Supplied records:
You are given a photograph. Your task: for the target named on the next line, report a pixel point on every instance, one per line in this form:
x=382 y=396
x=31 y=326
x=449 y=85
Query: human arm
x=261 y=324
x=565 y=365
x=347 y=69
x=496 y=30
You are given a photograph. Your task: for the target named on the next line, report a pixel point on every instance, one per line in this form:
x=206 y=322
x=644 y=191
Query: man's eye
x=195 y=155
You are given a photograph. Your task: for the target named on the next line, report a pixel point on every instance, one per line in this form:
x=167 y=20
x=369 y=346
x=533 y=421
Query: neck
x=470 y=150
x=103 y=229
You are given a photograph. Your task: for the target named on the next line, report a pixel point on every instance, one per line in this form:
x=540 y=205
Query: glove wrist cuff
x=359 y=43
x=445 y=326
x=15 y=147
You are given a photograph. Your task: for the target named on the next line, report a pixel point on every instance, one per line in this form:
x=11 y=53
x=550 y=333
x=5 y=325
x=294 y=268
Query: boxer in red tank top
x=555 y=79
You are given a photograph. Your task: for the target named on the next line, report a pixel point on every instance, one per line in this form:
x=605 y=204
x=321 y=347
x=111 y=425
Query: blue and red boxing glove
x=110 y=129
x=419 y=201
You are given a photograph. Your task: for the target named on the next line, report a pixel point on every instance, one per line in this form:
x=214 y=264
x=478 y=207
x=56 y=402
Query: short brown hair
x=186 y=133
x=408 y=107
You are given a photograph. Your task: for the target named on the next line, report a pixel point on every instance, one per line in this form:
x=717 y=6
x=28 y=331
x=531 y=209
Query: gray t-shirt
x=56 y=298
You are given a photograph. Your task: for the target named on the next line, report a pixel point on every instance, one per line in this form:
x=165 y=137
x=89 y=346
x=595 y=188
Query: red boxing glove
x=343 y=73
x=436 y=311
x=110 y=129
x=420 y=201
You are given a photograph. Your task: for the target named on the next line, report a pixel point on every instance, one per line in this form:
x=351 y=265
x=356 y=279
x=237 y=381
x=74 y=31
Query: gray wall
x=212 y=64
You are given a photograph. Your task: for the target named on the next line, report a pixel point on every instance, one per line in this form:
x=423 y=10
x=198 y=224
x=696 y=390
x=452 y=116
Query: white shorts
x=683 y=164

Task: Please set down exactly the lines running from the one with "x=198 y=224" to the last line of the entries above, both of them included, and no others.

Solution for this task:
x=198 y=224
x=696 y=390
x=452 y=116
Query: white shorts
x=683 y=164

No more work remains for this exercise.